# Graph Neural Networks

Graph Neural Networks, or GNNs, are a method of applying machine learning technology to graph structures, consisting of nodes, or vertices, connected by edges.

### Deciding The Task

The goal of a recommender system is to try to predict which items a user will like, and then give them recommendations based on this. In this section, for our dataset, we will look at the goal of predicting whether or not a user will like an artist. To achieve this, we will create an 80-20 training-testing split of the data. We have seen that for most users, the `user_artist` dataset contains their top 50 artists, so we will take 40 of them for each user at random, and isolate the other 10 to use as testing data. We will then train a GNN on the 40 artists in the training dataset, and evaluate the model by seeing how it predicts the user will like the 10 artists in the testing data. If the model performs well on this target, then we could use the model to predict whether or not a user will like an artist not contained in their 50 artists.

In [1]:
import pandas as pd
import os
import sklearn as sk

from GNNfuncs import *

from pyspark import SparkConf, SparkContext
from pyspark.sql import SparkSession
from graphframes import GraphFrame
import findspark
findspark.init() 

## Read in Data

In [2]:
artists = pd.read_csv(os.path.join('..','data','artists.dat'), delimiter='\t')
tags = pd.read_csv(os.path.join('..','data','tags.dat'), delimiter='\t',encoding='ISO-8859-1')
user_artists = pd.read_csv(os.path.join('..','data','user_artists.dat'), delimiter='\t')
user_friends = pd.read_csv(os.path.join('..','data','user_friends.dat'), delimiter='\t')
user_taggedartists_timestamps = pd.read_csv(os.path.join('..','data','user_taggedartists-timestamps.dat'), delimiter='\t')
user_taggedartists = pd.read_csv(os.path.join('..','data','user_taggedartists.dat'), delimiter='\t')

## Format Data

Here to format the data to make it work better for the graph. Currently there is overlap in the name of the users, artists, and tags, since each is just designated an integer. If we were to add these as nodes of a graph we would not be able to distinguish between them, and so here we add the type of node to the front of the number, and save it all as a string.

Instruction 1 |
In the graph neural networks text, how many of each user's artists are set aside at random as testing data?
Instruction 2 |
Pick up the graph neural networks text after its last sentence and carry it forward.

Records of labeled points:
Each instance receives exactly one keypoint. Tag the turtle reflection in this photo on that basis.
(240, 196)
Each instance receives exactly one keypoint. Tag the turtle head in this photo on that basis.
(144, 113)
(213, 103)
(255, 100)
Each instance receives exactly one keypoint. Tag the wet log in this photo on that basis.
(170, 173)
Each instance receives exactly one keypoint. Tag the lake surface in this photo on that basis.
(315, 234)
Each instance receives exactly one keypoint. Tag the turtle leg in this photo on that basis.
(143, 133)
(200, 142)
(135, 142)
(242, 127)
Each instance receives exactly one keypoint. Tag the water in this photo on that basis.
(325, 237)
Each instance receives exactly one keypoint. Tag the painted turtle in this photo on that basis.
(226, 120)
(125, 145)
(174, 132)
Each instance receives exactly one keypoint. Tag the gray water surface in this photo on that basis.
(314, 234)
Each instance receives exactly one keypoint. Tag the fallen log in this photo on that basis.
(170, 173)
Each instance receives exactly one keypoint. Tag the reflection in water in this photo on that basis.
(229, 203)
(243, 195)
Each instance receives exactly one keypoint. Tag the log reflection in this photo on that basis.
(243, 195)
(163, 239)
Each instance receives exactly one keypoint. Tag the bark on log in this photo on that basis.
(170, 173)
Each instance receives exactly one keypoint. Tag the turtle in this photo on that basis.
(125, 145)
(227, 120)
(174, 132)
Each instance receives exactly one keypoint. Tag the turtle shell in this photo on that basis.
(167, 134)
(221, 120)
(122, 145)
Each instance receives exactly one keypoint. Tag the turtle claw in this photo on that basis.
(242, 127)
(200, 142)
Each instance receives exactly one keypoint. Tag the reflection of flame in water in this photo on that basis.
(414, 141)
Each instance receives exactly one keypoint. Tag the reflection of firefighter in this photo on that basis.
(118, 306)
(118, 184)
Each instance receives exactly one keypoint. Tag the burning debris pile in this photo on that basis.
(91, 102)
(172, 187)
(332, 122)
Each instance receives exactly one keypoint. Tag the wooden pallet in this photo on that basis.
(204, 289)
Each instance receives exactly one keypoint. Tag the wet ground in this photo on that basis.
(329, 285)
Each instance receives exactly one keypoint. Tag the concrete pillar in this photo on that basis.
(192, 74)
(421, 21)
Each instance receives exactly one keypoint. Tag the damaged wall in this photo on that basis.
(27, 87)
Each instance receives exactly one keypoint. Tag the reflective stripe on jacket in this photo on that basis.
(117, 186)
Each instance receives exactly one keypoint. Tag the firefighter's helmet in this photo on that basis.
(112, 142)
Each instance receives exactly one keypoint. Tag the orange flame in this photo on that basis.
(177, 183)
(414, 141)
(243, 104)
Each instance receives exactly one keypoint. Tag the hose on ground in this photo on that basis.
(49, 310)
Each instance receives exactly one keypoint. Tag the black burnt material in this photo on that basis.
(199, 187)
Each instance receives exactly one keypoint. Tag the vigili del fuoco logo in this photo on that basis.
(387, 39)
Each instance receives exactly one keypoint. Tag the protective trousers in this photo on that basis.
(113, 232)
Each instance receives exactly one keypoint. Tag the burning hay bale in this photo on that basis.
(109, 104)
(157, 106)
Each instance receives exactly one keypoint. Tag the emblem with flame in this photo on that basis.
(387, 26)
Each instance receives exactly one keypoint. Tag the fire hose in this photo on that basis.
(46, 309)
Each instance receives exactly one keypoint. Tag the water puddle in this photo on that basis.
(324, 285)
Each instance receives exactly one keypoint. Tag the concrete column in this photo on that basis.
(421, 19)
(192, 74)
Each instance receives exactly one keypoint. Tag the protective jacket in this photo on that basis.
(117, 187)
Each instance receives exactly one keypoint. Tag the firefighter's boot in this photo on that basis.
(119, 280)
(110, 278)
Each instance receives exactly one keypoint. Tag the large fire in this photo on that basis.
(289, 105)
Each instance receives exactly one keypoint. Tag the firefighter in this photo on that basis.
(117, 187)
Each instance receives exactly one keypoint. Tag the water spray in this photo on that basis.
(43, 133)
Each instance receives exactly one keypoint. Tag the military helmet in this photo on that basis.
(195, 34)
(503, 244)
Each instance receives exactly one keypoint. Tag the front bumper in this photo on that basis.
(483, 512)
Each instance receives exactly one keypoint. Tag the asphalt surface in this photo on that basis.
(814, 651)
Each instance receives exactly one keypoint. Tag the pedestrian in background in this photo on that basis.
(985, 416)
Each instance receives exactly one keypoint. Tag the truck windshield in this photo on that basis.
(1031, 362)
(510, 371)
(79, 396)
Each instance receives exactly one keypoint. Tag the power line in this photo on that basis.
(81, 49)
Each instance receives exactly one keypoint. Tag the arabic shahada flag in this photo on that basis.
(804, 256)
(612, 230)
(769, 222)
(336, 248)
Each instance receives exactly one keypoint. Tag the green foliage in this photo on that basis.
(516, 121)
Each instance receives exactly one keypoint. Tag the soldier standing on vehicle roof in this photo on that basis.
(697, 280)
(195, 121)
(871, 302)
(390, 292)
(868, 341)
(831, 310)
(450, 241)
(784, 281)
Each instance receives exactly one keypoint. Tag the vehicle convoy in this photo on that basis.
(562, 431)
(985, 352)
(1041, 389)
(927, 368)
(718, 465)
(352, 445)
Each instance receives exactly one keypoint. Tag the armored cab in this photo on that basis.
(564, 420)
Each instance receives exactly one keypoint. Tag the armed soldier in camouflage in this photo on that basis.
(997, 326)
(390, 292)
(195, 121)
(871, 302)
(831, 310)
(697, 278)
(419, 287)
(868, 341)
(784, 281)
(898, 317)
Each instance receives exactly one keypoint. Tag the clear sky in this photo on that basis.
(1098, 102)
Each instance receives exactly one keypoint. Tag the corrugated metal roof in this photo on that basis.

Final answer 1 |
Ten of each user's top 50 artists are set aside as testing data.

Final answer 2 |
In [3]:
if user_artists['userID'][0] != 'user2':
    user_artists['userID'] = 'user' + user_artists['userID'].astype(str) # Place 'user' before each userID 
    user_artists['artistID'] = 'artist' + user_artists['artistID'].astype(str) # Place 'artist' before each artistID
    user_friends['userID'] = 'user' + user_friends['userID'].astype(str) # Place 'user' before each userID
    user_friends['friendID'] = 'user' + user_friends['friendID'].astype(str) # Place 'user' before each userID
    user_taggedartists['artistID'] = 'artist' + user_taggedartists['artistID'].astype(str) # Place 'artist' before each artistID
    user_taggedartists['tagID'] = 'tag' + user_taggedartists['tagID'].astype(str) # Place 'tag' before each tagID
    user_taggedartists['userID'] = 'user' + user_taggedartists['userID'].astype(str) # Place 'user' before each userID
    artists['id'] = 'artist' + artists['id'].astype(str) # Place 'artist' before each artistID
    tags['tagID'] = 'tag' + tags['tagID'].astype(str) # Place 'tag' before each tagID
    print('Designations added')
else:
    print('Designations already present')

Designations added


## Testing-Training Split

Need to temporarily drop users with only 1 artist

In [4]:
users = user_artists['userID'].unique()
singleartistusers = [user for user in users if len(get_artists(user,user_artists)) == 1]
singleartistusersdf = user_artists[user_artists['userID'].isin(singleartistusers)]
user_artists_temp = user_artists[~user_artists['userID'].isin(singleartistusers)]

Take 80-20 split, ensuring that the proportion of each artist is kept the same.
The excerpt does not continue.